Recorded data
═══
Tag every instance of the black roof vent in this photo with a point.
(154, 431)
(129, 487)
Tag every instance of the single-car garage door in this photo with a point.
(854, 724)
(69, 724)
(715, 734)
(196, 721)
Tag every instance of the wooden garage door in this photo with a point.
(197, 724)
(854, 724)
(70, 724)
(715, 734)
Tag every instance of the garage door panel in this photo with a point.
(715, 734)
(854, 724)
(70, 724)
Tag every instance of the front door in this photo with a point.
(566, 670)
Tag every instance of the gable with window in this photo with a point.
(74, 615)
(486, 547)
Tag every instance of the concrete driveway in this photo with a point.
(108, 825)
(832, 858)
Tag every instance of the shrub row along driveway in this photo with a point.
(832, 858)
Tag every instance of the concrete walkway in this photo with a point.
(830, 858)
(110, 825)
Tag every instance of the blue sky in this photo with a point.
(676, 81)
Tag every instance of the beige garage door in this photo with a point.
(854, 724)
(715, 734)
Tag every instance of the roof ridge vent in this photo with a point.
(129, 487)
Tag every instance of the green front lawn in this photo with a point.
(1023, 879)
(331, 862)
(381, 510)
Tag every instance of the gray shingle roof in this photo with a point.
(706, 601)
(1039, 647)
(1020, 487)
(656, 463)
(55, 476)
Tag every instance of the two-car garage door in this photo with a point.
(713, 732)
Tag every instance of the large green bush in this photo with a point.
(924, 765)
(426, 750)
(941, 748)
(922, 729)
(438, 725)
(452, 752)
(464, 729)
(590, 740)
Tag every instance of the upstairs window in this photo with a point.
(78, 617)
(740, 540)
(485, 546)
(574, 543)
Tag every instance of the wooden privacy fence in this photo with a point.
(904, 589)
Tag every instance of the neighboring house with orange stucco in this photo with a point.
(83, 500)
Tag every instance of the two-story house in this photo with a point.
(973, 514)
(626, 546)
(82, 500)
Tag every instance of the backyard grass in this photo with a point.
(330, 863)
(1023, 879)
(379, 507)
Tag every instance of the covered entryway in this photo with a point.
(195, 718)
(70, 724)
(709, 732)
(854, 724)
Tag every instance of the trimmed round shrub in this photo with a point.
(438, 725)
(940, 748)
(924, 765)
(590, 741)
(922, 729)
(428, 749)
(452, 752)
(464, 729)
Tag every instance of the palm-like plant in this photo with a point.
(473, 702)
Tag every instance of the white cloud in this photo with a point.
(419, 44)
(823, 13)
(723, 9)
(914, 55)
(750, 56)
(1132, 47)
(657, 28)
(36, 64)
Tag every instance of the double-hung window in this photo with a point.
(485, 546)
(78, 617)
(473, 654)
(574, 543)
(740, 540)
═══
Exactly the lines from the one containing "Tag every instance of the two-story" through the end of the records above are to be printed, and no others.

Tag every instance of the two-story house in this photo with a point.
(973, 514)
(626, 546)
(82, 500)
Tag every instance of the backyard grass in this photo with a point.
(330, 863)
(1023, 879)
(379, 507)
Tag every instance of the covered entryway in this photo with a point.
(195, 718)
(70, 724)
(709, 732)
(854, 724)
Tag every instance of the trimmed round shrub in this photo with a point.
(438, 725)
(940, 748)
(924, 765)
(590, 741)
(922, 729)
(428, 749)
(452, 752)
(464, 729)
Tag every instance of the palm-like plant in this photo with a point.
(473, 702)
Tag every instance of the white cloud in this photo with a point.
(419, 44)
(823, 13)
(723, 9)
(914, 55)
(750, 56)
(1132, 47)
(657, 28)
(36, 64)
Tag every instance of the double-hung window in this photo with a point.
(485, 546)
(78, 617)
(473, 654)
(574, 543)
(740, 540)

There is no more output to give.